== Your assignment ==
An exact copy of the lines from the one containing "Query: white boat" to the end of the records below is required, and nothing else.

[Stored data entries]
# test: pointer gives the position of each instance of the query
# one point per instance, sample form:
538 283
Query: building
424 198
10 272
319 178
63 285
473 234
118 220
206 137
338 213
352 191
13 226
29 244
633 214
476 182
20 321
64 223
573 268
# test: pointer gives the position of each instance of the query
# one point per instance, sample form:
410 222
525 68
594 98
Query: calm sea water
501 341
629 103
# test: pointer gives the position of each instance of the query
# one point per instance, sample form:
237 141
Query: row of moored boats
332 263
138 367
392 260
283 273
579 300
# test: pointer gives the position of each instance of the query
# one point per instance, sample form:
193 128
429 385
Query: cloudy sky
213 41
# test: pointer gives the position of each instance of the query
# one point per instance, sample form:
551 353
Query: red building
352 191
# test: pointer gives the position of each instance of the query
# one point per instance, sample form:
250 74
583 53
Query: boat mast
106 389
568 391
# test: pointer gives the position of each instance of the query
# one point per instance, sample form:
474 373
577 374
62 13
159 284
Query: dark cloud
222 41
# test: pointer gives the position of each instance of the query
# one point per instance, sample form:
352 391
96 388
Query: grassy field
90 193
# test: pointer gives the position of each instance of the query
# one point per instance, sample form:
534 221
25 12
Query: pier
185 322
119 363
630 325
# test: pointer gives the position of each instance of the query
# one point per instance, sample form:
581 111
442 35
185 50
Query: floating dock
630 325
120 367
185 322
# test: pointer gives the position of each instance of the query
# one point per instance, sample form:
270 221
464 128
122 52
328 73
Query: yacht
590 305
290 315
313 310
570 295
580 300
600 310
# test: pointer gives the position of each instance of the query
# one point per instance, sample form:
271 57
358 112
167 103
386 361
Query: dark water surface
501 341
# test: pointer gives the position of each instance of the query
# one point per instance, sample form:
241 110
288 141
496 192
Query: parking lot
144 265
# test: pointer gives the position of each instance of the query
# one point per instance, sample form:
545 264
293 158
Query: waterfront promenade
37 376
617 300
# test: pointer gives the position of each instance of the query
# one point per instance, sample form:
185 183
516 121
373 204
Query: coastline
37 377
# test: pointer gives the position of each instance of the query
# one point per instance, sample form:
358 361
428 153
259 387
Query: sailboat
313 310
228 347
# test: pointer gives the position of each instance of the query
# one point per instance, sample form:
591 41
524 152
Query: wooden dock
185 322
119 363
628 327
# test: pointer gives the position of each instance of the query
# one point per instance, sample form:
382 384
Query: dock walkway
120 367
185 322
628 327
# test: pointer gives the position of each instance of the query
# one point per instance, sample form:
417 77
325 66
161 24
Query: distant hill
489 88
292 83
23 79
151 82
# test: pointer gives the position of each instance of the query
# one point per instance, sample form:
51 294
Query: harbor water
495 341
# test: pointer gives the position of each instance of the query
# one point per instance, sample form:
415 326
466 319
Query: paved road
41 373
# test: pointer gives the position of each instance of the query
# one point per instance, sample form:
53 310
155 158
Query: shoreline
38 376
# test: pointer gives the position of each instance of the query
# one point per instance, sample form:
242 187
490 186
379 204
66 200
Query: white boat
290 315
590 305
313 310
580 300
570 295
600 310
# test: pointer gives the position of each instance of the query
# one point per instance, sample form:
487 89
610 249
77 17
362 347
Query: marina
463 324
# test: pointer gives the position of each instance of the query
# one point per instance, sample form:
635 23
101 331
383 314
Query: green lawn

== Exercise response ==
Query: white boat
290 315
590 305
313 310
580 300
570 295
600 310
# test: pointer gives the position of each instance of the query
# one point per instance, sample form:
487 89
610 249
77 17
362 347
Query: marina
463 324
# test: pointer gives the position of each instance of the query
# one point per instance, sample form:
635 23
101 331
383 314
Query: green lawn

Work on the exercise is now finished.